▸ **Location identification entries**
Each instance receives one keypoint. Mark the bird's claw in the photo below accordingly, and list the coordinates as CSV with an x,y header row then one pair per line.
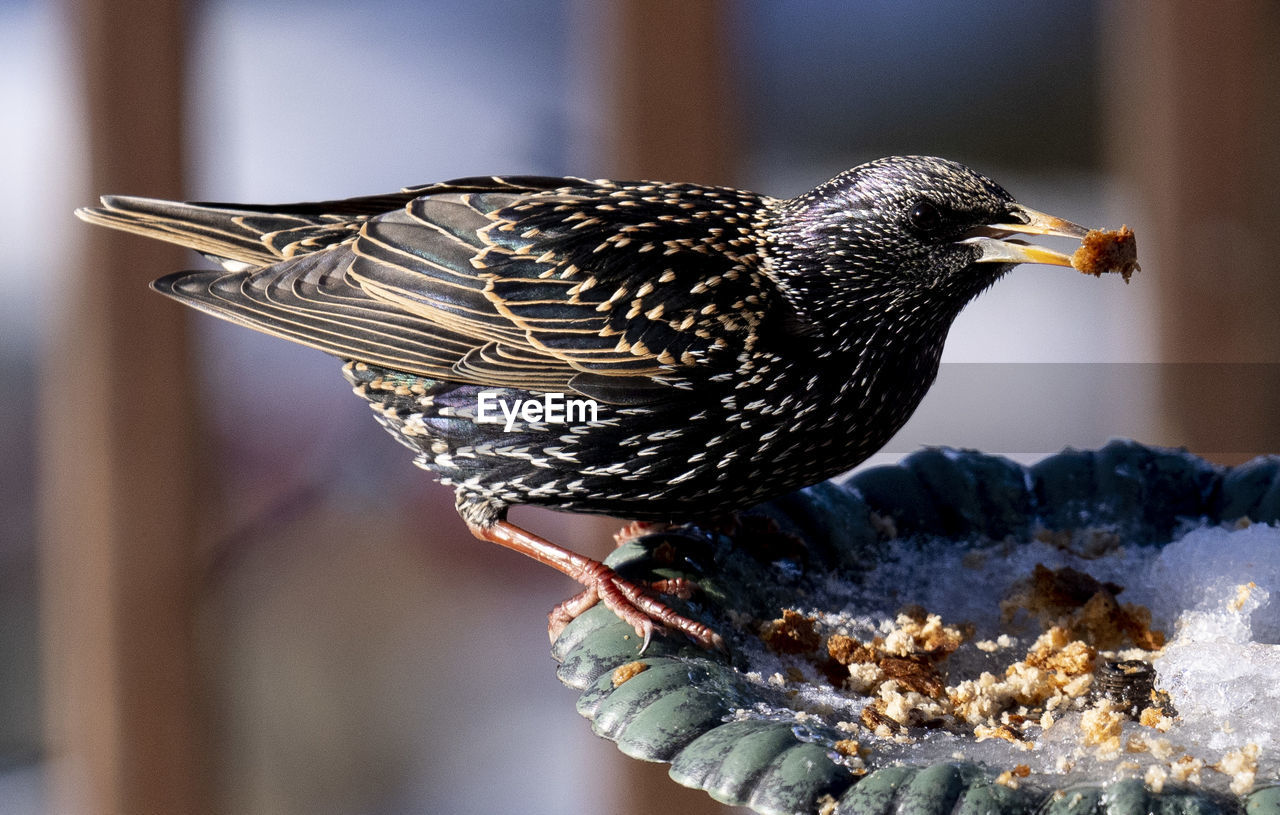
x,y
635,605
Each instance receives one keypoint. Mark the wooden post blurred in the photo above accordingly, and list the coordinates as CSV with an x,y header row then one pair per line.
x,y
670,117
1194,126
118,494
670,97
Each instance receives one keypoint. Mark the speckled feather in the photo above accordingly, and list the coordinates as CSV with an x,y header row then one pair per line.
x,y
739,346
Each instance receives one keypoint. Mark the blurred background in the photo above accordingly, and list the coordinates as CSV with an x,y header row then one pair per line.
x,y
224,589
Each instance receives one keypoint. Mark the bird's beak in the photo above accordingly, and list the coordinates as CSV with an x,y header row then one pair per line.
x,y
996,250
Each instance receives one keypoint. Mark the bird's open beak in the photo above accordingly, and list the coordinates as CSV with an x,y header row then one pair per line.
x,y
997,250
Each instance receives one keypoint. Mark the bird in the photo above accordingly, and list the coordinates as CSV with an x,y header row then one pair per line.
x,y
649,351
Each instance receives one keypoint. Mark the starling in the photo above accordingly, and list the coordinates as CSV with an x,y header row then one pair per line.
x,y
650,351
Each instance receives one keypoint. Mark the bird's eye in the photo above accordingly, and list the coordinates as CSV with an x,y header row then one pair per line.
x,y
926,218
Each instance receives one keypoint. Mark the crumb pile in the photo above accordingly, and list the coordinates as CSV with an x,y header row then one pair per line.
x,y
1024,656
1107,251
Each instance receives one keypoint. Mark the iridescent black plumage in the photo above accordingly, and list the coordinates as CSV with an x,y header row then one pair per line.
x,y
737,346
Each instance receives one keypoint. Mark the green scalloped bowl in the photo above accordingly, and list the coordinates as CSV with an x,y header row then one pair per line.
x,y
681,708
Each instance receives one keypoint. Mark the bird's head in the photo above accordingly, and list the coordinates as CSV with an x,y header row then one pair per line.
x,y
903,233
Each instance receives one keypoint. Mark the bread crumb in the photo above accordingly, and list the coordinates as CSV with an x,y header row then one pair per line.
x,y
1106,251
1102,726
1242,596
625,672
791,633
1156,718
1155,778
1185,770
1242,765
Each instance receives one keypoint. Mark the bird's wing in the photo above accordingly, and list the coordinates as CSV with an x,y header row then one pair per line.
x,y
615,291
598,280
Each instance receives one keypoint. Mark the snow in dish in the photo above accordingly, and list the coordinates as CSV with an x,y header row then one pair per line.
x,y
945,653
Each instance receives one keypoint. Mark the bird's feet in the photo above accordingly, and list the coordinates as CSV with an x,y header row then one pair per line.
x,y
634,604
629,600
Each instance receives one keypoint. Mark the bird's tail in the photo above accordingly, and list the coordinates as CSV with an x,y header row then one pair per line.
x,y
241,236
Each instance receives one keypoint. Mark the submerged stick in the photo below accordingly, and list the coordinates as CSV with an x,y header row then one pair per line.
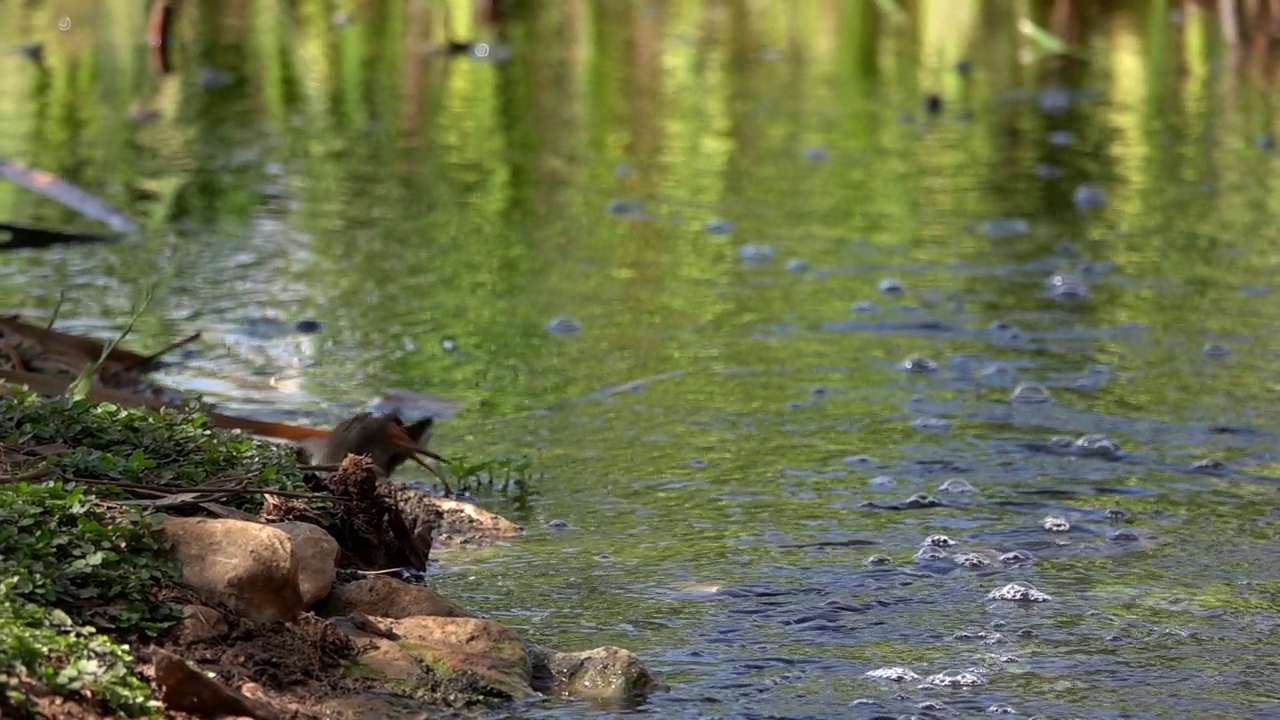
x,y
136,363
58,190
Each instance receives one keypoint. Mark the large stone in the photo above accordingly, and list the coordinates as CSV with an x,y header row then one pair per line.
x,y
606,674
388,597
469,645
318,559
248,566
451,656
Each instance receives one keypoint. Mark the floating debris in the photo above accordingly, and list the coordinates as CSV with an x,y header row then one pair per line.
x,y
755,254
956,679
1054,100
1065,287
1047,171
1210,466
940,541
720,227
956,486
1019,592
625,208
1098,446
1124,536
1055,524
970,560
931,424
1001,228
1088,196
896,674
1014,557
563,324
1215,350
1061,139
1031,393
919,364
891,286
859,460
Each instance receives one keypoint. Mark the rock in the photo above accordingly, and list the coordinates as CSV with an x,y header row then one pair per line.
x,y
383,657
247,566
318,559
604,674
458,659
461,646
201,624
380,596
187,689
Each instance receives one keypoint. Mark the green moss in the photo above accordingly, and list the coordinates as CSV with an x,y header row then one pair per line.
x,y
80,575
44,651
69,572
170,447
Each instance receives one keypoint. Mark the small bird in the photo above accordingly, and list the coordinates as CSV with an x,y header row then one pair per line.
x,y
385,440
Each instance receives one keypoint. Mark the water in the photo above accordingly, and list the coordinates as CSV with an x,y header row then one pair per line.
x,y
828,295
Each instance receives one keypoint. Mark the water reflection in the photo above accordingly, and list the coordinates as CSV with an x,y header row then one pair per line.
x,y
631,250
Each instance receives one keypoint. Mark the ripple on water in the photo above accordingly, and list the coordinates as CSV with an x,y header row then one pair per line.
x,y
565,324
896,674
755,254
956,679
1031,393
956,486
1019,592
891,286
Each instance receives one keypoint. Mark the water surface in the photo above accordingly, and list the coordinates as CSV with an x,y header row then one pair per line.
x,y
656,253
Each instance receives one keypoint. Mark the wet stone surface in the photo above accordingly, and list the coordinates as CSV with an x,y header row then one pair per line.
x,y
764,323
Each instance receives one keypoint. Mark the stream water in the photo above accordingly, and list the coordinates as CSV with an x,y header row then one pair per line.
x,y
754,310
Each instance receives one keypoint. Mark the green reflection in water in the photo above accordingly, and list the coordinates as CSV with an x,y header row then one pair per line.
x,y
344,173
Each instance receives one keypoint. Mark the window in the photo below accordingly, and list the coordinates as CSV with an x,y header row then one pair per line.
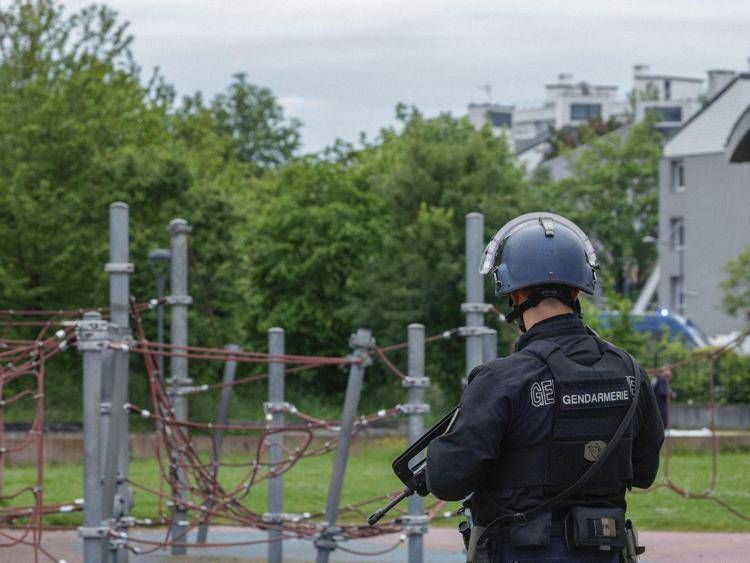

▸ **Given problem**
Pick out each line of the listing above that contains the word "window" and copy it in full.

▸ **Problem solution**
Each instance receives one keypoint. Mark the window in the photo below accordingly, and list the coordinates as CSV with an x,y header row then one pair per line.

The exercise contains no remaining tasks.